◆ **EXCERPTED TEXT**:
****************************************
# All Female or All Male tank?



## Terrian (May 23, 2015)

Hello. I have hard water (15dGH, KH 7, pH 8.0) and a 60g mature tank. I would like to stock it with non-agressive, dwarf African cichlids, but do not want breeding. I am an experienced fishkeeper but have never had Rift fish, though I have read extensively about them for the past few weeks, what that's worth.

So minus the "3 females for every male" rule (since I again do not want breeding), I have read getting a single fish from various dwarf species that are not colored similarly should be fine. The Yellow Lab (aka Electric Yellow) of Malawi is fine as a single from what I have read, but do you have suggestions for other dwarf species that would do well as a single?

I am especially eager to hear from anyone who has a cichlid tank that is set up for no breeding. Thanks much!


----------



## Ten Tonne Tomahawk (Apr 24, 2015)

Hi, I have a 8x2x2 foot all male, breeding free display tank. (170+/- Gal)??? I do liters, man!!! 900 liters.
60G doesn't tell us much. It's a capacity based measurement, but without dimensions, we're restricted in help we can give.
Also, I don't think Electric Yellow are considered Dwarf cichlids. You'll find them often referred to as Mbuna, which is a native African word for Rock Fish. Mbuna are smaller than most, but larger than what is considered dwarf. (I guess it may be a geographical locale thing. Folks around the world have differing terms for things)
****************************************
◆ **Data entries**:

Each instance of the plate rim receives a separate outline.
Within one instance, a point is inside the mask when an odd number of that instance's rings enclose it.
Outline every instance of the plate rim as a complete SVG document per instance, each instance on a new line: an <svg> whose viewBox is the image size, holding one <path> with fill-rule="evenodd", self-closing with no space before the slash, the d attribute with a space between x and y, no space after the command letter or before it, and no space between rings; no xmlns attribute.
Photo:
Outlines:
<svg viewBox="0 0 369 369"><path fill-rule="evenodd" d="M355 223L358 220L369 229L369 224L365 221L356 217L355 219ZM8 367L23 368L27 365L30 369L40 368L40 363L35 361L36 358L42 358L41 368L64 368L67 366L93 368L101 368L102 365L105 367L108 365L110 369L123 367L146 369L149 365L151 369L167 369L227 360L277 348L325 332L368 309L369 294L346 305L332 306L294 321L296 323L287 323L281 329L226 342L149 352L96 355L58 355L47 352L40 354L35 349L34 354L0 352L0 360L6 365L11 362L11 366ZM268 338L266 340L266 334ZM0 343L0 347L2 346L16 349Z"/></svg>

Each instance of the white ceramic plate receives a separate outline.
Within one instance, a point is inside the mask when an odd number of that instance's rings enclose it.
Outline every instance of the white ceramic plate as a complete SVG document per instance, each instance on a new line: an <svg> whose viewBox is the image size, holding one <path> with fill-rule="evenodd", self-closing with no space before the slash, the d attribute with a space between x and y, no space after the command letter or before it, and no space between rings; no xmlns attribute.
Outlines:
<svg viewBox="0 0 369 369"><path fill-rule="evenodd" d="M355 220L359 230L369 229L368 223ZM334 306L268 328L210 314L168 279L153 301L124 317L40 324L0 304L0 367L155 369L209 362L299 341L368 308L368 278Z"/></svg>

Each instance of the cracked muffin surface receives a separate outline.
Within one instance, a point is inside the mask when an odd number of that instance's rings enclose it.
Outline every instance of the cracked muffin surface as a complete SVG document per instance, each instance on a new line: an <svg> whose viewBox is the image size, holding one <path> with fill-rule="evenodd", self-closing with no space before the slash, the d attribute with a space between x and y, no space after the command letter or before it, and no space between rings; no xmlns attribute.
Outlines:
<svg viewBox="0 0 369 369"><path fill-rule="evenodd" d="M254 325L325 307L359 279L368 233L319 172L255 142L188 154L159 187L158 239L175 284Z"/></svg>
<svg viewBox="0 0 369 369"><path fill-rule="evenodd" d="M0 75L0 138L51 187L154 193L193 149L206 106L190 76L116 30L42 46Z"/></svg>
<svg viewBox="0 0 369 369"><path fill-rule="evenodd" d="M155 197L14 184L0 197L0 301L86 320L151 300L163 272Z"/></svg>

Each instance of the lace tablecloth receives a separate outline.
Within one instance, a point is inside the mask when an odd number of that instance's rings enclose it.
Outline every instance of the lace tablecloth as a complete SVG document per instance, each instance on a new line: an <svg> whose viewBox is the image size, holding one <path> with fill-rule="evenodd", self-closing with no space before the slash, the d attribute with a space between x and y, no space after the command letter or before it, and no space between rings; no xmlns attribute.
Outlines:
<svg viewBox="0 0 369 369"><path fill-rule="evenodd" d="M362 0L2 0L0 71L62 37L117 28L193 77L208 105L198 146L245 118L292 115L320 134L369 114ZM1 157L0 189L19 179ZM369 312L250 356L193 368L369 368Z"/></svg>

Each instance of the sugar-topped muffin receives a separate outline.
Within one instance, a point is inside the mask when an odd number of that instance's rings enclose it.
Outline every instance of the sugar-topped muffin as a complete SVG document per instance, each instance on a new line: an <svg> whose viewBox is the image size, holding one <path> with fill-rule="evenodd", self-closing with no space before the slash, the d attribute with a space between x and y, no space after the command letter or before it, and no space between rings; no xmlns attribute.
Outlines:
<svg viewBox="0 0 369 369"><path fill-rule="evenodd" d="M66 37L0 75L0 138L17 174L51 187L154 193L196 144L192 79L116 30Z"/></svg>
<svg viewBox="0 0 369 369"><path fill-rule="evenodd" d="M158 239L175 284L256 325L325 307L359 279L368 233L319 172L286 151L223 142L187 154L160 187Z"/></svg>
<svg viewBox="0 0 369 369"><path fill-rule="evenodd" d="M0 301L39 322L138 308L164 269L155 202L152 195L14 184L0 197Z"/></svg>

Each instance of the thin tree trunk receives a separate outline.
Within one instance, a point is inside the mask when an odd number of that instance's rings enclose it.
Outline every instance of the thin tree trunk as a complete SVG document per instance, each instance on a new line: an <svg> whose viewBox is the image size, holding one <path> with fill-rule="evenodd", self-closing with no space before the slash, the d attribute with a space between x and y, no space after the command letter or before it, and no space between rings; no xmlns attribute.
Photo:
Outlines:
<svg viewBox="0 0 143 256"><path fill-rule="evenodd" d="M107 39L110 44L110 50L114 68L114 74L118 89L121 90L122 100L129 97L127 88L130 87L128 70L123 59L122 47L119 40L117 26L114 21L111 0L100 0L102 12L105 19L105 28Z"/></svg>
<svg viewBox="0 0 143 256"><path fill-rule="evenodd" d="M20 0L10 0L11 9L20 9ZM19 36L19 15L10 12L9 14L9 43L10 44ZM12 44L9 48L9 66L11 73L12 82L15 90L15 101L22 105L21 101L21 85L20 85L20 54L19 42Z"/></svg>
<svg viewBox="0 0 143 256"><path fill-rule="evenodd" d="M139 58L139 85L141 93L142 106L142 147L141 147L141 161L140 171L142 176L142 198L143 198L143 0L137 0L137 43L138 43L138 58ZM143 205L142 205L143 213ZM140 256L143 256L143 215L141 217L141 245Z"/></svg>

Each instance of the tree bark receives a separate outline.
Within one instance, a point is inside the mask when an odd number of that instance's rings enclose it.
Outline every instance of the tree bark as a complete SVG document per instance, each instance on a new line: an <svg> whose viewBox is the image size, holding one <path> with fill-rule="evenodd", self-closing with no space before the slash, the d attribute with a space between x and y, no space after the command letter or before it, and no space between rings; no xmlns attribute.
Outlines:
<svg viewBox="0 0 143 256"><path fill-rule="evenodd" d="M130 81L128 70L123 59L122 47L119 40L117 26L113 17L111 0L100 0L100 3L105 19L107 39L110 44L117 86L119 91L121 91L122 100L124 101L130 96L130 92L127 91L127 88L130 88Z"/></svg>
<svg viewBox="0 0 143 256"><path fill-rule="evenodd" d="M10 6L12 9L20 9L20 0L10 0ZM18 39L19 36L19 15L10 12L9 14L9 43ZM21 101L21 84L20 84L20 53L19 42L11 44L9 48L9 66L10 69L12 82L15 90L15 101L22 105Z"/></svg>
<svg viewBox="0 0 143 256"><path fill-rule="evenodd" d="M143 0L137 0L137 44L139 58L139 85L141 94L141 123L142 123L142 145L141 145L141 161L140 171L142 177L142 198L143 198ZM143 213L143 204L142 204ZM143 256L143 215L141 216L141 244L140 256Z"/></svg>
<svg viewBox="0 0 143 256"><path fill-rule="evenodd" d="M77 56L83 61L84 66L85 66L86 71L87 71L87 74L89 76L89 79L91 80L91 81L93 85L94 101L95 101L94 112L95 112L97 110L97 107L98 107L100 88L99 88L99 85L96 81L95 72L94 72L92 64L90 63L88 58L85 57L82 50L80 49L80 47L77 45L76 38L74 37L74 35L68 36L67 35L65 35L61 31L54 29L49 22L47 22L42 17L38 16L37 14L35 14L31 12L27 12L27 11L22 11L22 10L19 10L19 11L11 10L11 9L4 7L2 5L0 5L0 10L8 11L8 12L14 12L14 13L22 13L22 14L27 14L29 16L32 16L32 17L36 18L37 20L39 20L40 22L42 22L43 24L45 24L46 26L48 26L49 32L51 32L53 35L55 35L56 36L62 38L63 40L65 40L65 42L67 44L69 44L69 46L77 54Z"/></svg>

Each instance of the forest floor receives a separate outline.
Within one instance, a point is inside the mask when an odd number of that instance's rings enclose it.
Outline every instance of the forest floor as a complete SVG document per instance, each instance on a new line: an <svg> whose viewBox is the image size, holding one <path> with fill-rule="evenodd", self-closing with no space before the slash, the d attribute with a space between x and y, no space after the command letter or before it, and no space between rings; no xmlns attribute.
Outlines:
****************************************
◆ **WHAT IS BEING ASKED**:
Answer the following questions using the forum thread above.
(a) What general hardness (dGH) does Terrian report for the tank water?
(b) What is the volume in liters of Ten Tonne Tomahawk's all-male display tank?
(c) According to the reply, what does the word "Mbuna" mean?

◆ **ANSWER TO THE EXERCISE**:
(a) 15dGH
(b) 900 liters
(c) Rock Fish